#### Stated goal
Copy word for word the rows that start with the line containing "A point marks every instance of the pony's nostril" and end with the line containing "Target: pony's nostril", both lines included.

____________

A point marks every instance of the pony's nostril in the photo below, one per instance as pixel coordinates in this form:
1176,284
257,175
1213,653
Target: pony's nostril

____________

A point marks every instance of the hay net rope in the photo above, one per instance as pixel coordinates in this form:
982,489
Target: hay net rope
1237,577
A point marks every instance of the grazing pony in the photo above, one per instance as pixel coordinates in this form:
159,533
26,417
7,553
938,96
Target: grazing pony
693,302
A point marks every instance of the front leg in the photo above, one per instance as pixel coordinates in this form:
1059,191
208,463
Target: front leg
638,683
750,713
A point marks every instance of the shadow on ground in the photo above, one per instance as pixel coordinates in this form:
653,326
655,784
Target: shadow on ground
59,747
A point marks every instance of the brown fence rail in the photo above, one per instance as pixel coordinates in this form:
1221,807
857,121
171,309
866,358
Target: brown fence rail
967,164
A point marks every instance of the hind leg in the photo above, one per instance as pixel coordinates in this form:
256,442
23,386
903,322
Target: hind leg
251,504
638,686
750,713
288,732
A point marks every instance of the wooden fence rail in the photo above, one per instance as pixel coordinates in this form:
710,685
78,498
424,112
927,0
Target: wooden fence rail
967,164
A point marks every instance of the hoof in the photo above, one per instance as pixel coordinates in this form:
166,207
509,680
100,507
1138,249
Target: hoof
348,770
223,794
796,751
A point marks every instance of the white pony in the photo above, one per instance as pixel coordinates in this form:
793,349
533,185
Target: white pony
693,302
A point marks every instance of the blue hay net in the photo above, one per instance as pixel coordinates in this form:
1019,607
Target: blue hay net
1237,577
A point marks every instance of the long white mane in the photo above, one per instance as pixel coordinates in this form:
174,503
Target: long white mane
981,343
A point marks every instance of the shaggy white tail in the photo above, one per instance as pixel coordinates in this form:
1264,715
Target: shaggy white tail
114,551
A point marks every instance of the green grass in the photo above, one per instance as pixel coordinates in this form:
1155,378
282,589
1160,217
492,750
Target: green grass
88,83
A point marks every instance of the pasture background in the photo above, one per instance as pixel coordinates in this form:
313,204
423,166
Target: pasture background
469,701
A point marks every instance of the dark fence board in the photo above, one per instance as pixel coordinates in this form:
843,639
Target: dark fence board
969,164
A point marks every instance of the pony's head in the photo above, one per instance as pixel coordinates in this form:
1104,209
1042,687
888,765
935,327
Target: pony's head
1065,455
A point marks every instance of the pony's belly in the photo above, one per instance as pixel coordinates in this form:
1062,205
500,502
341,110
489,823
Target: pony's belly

____________

#### The reply
A point marks every instance of the pony's nostril in the photo below, one per instance as pixel coordinates in this form:
1176,284
257,175
1213,653
Target: pony's nostril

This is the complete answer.